## Work required
Return each entry exactly, omitting nothing.

## Stored data

****

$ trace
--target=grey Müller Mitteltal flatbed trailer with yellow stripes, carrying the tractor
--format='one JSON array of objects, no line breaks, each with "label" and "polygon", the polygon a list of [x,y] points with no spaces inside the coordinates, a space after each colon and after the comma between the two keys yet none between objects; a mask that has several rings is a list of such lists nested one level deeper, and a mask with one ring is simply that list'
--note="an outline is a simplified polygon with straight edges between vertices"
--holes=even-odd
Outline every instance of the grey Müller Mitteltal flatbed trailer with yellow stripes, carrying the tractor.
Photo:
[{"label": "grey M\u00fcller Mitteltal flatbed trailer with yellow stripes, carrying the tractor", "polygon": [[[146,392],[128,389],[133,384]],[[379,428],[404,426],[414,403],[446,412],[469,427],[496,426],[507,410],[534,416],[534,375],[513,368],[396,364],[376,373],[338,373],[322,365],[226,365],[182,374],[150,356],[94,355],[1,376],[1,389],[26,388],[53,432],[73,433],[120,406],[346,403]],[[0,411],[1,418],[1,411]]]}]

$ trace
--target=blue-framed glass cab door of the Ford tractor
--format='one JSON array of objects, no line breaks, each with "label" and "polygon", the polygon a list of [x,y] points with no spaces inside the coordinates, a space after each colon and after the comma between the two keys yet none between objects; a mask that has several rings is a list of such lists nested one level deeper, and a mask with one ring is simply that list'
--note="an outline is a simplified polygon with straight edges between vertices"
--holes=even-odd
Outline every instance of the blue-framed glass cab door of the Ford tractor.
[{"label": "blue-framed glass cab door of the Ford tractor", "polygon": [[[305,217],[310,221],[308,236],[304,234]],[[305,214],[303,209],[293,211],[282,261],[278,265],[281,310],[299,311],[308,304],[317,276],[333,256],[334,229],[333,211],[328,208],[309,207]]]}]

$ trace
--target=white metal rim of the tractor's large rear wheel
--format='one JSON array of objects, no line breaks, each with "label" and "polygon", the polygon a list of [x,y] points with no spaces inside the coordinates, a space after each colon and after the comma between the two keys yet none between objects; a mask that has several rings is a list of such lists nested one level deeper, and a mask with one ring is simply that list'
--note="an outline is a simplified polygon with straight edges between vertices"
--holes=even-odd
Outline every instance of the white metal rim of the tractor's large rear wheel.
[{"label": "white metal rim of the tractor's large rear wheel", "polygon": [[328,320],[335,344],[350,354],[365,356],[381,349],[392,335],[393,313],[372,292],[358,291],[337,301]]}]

****

## Exercise response
$ trace
--target=grey Müller Mitteltal flatbed trailer with yellow stripes, carrying the tractor
--format='one JSON array of objects, no line breaks, each with "label" and "polygon", the polygon a list of [x,y] points with no spaces inside the coordinates, a space after each colon and after the comma between the two keys yet none between objects; a mask that has several rings is a list of such lists nested one level deeper, and a mask with one ring is simply that list'
--note="an outline is a simplified polygon with straight edges between vertices"
--holes=even-odd
Outline every instance of the grey Müller Mitteltal flatbed trailer with yellow stripes, carrying the tractor.
Photo:
[{"label": "grey M\u00fcller Mitteltal flatbed trailer with yellow stripes, carrying the tractor", "polygon": [[[146,392],[128,389],[133,384]],[[379,428],[404,426],[414,403],[446,412],[469,427],[496,426],[507,410],[534,416],[534,375],[513,368],[396,364],[376,373],[338,373],[322,365],[226,365],[182,374],[150,356],[94,355],[1,376],[1,389],[26,388],[53,432],[73,433],[120,406],[346,403]],[[0,411],[1,418],[1,411]]]}]

$ trace
--target=blue-framed glass cab door of the Ford tractor
--format='one JSON array of objects, no line breaks, each with "label" and "polygon", the polygon a list of [x,y] points with no spaces inside the coordinates, a space after each colon and after the comma between the two keys yet none between objects; a mask that has several rings is a list of such lists nested one level deeper, and a mask with one ring is simply that list'
--note="an outline is a simplified polygon with straight edges between vertices"
--holes=even-odd
Outline every instance of the blue-framed glass cab door of the Ford tractor.
[{"label": "blue-framed glass cab door of the Ford tractor", "polygon": [[[305,217],[310,221],[308,236],[304,234]],[[305,214],[303,209],[293,211],[282,261],[278,265],[281,310],[299,311],[308,304],[317,276],[333,256],[334,229],[333,211],[328,208],[309,207]]]}]

$ trace
--target=white metal rim of the tractor's large rear wheel
--format='one JSON array of objects, no line breaks, each with "label" and "polygon", the polygon a list of [x,y] points with no spaces inside the coordinates, a space after each colon and after the comma between the two keys yet none between objects; a mask that has several rings is a list of such lists nested one level deeper, and a mask with one ring is simply that list'
--note="an outline is a simplified polygon with straight edges between vertices"
--holes=even-odd
Outline every instance of the white metal rim of the tractor's large rear wheel.
[{"label": "white metal rim of the tractor's large rear wheel", "polygon": [[328,320],[335,344],[350,354],[365,356],[381,349],[392,335],[393,313],[372,292],[358,291],[337,301]]}]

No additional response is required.